>>>>
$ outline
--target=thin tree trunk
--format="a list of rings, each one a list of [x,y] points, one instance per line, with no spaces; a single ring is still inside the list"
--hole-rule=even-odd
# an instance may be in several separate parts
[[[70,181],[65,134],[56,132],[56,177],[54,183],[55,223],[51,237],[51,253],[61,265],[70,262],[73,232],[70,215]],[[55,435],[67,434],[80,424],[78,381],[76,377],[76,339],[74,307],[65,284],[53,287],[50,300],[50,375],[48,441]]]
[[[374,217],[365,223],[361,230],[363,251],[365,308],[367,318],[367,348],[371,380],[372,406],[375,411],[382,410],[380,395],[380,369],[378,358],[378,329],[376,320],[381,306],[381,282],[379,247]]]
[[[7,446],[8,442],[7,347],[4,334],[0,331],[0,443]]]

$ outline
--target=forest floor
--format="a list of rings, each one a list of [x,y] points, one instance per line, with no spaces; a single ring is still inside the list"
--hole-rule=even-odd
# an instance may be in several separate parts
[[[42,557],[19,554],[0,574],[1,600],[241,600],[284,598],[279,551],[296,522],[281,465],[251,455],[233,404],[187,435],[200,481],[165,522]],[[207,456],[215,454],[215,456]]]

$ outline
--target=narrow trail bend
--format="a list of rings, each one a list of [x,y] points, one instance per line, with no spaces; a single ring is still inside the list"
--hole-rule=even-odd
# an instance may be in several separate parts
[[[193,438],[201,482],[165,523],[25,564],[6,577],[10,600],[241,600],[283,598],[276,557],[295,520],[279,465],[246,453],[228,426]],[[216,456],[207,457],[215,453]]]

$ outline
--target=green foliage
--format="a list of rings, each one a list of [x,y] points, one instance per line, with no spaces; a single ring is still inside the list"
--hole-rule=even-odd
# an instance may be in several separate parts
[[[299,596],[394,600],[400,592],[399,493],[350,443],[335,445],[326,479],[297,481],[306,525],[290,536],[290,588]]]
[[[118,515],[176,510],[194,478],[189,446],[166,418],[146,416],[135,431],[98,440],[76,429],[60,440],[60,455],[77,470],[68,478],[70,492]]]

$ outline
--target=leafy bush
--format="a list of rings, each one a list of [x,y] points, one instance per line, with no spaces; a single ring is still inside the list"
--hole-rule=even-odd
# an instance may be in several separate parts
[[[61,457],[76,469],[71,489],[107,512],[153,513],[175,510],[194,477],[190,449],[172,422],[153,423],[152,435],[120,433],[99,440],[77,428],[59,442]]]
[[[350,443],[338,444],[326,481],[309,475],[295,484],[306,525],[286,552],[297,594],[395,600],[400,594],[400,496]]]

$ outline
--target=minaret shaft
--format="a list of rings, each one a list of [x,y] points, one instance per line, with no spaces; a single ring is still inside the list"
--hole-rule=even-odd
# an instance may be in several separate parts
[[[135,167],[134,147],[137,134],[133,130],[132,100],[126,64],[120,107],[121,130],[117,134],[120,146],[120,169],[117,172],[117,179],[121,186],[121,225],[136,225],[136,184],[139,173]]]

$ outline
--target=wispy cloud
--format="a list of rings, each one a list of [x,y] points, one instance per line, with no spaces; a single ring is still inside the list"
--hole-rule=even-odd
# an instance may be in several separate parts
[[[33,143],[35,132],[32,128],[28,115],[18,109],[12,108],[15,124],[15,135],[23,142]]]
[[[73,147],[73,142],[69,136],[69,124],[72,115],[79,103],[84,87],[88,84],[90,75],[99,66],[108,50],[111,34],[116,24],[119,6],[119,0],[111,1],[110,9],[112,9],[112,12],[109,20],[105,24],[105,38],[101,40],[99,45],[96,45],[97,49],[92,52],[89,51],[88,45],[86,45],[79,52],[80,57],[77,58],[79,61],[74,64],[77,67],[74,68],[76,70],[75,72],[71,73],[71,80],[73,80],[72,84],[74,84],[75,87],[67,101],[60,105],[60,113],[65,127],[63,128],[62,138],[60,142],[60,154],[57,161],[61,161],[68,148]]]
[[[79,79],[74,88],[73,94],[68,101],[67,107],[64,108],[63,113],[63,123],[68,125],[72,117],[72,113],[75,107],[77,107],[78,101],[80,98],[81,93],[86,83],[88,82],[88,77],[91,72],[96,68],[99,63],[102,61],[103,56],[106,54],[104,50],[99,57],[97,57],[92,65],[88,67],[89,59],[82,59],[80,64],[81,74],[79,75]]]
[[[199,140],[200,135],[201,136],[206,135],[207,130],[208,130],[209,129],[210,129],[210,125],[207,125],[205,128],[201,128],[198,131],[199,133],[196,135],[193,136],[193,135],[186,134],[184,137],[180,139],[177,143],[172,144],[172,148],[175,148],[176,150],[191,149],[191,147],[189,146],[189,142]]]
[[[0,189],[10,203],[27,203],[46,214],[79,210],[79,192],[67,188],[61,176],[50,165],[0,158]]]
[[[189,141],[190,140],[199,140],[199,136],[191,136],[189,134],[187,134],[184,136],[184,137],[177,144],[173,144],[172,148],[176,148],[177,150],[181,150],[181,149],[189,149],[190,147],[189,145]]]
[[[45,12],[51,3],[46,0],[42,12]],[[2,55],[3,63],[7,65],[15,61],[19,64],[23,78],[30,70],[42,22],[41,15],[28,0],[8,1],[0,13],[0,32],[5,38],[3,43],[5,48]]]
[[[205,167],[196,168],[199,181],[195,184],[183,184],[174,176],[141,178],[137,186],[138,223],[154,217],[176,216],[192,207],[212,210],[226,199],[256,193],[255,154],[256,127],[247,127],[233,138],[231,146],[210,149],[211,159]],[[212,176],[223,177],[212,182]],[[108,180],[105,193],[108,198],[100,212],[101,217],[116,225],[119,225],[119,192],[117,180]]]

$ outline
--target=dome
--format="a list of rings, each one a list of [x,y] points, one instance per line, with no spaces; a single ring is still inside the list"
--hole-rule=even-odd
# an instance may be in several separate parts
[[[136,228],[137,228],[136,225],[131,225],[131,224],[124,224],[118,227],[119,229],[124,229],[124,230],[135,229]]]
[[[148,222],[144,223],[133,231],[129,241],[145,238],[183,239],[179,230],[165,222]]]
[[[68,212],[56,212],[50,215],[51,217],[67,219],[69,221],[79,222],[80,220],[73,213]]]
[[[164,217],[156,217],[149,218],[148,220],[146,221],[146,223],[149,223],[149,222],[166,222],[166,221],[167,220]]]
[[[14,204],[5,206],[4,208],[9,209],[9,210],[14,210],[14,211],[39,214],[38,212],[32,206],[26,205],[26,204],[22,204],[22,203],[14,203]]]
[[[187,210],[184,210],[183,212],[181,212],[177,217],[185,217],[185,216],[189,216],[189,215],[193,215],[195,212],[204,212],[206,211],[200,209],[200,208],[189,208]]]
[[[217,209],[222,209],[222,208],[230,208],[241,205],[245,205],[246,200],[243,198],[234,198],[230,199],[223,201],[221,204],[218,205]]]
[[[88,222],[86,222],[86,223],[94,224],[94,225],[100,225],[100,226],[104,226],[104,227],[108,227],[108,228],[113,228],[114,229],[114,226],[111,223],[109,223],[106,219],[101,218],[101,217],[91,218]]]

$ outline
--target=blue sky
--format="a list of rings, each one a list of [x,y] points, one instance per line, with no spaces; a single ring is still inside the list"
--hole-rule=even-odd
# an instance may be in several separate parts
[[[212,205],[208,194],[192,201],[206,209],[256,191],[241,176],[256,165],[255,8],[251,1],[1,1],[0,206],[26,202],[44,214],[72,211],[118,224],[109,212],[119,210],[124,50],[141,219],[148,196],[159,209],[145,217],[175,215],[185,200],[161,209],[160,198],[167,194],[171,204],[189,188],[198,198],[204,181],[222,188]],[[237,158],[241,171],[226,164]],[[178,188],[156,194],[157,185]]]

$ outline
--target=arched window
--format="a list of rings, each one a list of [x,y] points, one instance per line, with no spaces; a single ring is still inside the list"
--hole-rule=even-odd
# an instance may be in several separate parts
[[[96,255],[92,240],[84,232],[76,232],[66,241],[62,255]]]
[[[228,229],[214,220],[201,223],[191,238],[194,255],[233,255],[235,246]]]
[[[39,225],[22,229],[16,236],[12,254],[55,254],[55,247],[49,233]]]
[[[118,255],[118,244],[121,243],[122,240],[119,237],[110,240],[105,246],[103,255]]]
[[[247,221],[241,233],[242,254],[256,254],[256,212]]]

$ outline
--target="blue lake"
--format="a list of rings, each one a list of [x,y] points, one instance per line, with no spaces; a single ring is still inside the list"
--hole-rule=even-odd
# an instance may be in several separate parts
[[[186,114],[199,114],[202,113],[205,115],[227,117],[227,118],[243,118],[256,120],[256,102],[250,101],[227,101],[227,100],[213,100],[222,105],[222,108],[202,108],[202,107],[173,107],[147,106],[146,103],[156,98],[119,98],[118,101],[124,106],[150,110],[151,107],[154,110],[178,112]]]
<<<<
### What to produce
Copy out each line of the records above in which the string "target" appears.

### Result for this task
--target=thin tree trunk
--target=forest floor
--target=narrow trail bend
--target=green foliage
--target=leafy bush
--target=minaret shaft
--target=wispy cloud
--target=dome
--target=blue sky
--target=arched window
--target="blue lake"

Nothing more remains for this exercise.